Brief
Please set out every line of the entries below as a Markdown table with two columns, No. for the row number and Line for the line itself, and leave out blank lines.

Provided data
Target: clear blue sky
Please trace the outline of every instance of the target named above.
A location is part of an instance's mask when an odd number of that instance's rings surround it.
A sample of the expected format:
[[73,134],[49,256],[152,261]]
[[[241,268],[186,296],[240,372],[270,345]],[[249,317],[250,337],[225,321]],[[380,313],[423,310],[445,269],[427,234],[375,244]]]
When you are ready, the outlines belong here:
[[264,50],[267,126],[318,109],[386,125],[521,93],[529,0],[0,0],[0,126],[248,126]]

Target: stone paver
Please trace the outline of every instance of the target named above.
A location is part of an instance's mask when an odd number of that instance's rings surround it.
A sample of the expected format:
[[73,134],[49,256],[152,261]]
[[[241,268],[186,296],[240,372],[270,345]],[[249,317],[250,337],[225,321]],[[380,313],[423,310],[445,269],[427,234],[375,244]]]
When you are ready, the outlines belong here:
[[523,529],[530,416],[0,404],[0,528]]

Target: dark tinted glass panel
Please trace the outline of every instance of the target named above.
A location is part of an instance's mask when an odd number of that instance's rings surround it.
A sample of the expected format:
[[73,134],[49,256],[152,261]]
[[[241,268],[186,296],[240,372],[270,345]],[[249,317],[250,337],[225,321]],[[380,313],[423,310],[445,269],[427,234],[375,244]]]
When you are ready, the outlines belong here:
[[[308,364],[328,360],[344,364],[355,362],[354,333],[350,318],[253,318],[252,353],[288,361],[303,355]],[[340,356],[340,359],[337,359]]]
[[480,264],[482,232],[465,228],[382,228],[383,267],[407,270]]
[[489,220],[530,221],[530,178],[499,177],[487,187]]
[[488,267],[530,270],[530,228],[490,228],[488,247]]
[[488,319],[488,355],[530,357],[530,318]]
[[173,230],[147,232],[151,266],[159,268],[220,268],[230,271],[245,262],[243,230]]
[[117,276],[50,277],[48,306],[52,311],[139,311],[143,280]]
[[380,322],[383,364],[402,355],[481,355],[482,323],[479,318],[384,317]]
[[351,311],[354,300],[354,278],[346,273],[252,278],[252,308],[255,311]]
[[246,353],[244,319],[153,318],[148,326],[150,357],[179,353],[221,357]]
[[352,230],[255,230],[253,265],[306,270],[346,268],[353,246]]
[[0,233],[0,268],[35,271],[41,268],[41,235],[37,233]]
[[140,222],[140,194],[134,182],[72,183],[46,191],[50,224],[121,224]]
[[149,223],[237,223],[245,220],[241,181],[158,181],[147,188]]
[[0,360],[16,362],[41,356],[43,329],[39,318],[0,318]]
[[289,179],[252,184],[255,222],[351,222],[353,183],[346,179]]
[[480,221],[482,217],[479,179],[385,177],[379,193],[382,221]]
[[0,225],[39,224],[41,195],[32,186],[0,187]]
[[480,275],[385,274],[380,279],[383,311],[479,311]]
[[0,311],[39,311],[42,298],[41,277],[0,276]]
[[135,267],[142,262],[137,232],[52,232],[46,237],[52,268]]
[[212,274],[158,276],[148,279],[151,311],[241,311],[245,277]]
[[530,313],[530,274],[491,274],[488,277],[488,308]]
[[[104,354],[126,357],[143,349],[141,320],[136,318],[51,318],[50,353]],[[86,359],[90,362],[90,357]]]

Solution to this exercise
| No. | Line |
|---|---|
| 1 | Target: clear blue sky |
| 2 | Please trace the outline of every instance of the target named above. |
| 3 | A location is part of an instance's mask when an odd number of that instance's rings surround it. |
| 4 | A sample of the expected format: |
| 5 | [[73,134],[49,256],[152,261]] |
| 6 | [[[241,268],[186,296],[240,372],[270,345]],[[249,317],[250,337],[225,321]],[[380,313],[423,310],[445,269],[427,234],[375,244]]] |
| 7 | When you are ready, the outlines belong here: |
| 8 | [[264,50],[267,126],[318,109],[386,125],[521,93],[529,0],[0,0],[0,126],[248,126]] |
| 9 | Target: stone paver |
| 10 | Please trace the outline of every instance of the target named above. |
| 11 | A location is part of an instance's mask when an odd number of that instance's rings surround it. |
| 12 | A sample of the expected format: |
| 13 | [[73,134],[49,256],[152,261]] |
| 14 | [[[241,268],[186,296],[240,372],[270,345]],[[249,317],[250,337],[225,321]],[[380,313],[423,310],[445,269],[427,234],[375,244]]] |
| 15 | When you are ready, the outlines belong here: |
| 16 | [[523,529],[530,416],[0,404],[0,528]] |
| 17 | Target: dark tinted glass panel |
| 18 | Please trace the outline of every instance of the target named above. |
| 19 | A location is part of an instance's mask when an odd number of that instance's rings surround it. |
| 20 | A sample of the expected format: |
| 21 | [[73,134],[49,256],[152,261]] |
| 22 | [[[241,268],[186,296],[240,372],[270,345]],[[249,317],[250,337],[225,321]],[[380,313],[423,310],[445,269],[427,234],[375,244]]] |
| 23 | When you are ready, the outlines belong here: |
| 24 | [[[308,364],[328,360],[344,364],[355,362],[354,333],[350,318],[253,318],[252,353],[288,361],[303,355]],[[340,356],[340,359],[337,359]]] |
| 25 | [[480,264],[482,232],[465,228],[382,228],[383,267],[407,270]] |
| 26 | [[489,220],[530,221],[530,178],[499,177],[487,187]] |
| 27 | [[488,267],[530,270],[530,228],[490,228],[488,247]] |
| 28 | [[488,319],[488,355],[530,357],[530,318]] |
| 29 | [[173,230],[147,232],[151,266],[159,268],[220,268],[230,271],[245,262],[243,230]] |
| 30 | [[117,276],[50,277],[48,306],[52,311],[139,311],[143,280]] |
| 31 | [[380,322],[383,364],[402,355],[481,355],[482,323],[479,318],[384,317]] |
| 32 | [[351,311],[354,300],[354,278],[346,273],[252,278],[252,308],[255,311]] |
| 33 | [[246,353],[244,319],[153,318],[148,326],[150,357],[179,353],[221,357]] |
| 34 | [[352,230],[255,230],[253,265],[306,270],[346,268],[353,246]] |
| 35 | [[0,233],[0,268],[35,271],[41,268],[41,235],[37,233]] |
| 36 | [[140,222],[140,194],[134,182],[72,183],[46,191],[50,224],[121,224]] |
| 37 | [[149,223],[237,223],[245,220],[241,181],[158,181],[147,188]] |
| 38 | [[0,360],[16,362],[41,356],[43,329],[39,318],[0,318]] |
| 39 | [[289,179],[252,184],[255,222],[351,222],[353,183],[346,179]] |
| 40 | [[480,221],[482,217],[479,179],[385,177],[379,193],[382,221]] |
| 41 | [[0,225],[39,224],[41,195],[32,186],[0,187]] |
| 42 | [[480,275],[385,274],[380,279],[383,311],[479,311]] |
| 43 | [[0,311],[39,311],[42,298],[41,277],[0,276]] |
| 44 | [[135,267],[142,262],[137,232],[52,232],[46,237],[52,268]] |
| 45 | [[212,274],[158,276],[148,279],[151,311],[241,311],[245,277]] |
| 46 | [[530,313],[530,274],[491,274],[488,277],[488,308]] |
| 47 | [[[104,354],[126,357],[143,349],[141,320],[136,318],[51,318],[50,353]],[[86,359],[90,362],[90,357]]] |